> Recorded data
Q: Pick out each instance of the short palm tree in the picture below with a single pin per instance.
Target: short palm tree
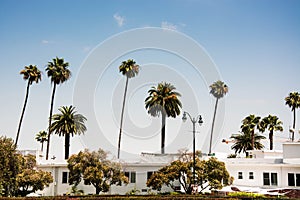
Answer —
(163, 100)
(58, 72)
(243, 142)
(32, 74)
(218, 89)
(293, 101)
(42, 137)
(129, 69)
(67, 123)
(272, 123)
(249, 125)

> What is asked
Rewrite the lines above with "short palm tree" changed to "small palm tree" wherever it appears and nothing else altered. Leave out the pictures.

> Written response
Q: Pick out each instance of the small palm tree in the picture below with a single pin per instance.
Target: small palm tree
Answer —
(163, 100)
(58, 72)
(243, 142)
(32, 74)
(218, 89)
(293, 101)
(42, 137)
(129, 69)
(67, 123)
(272, 123)
(249, 125)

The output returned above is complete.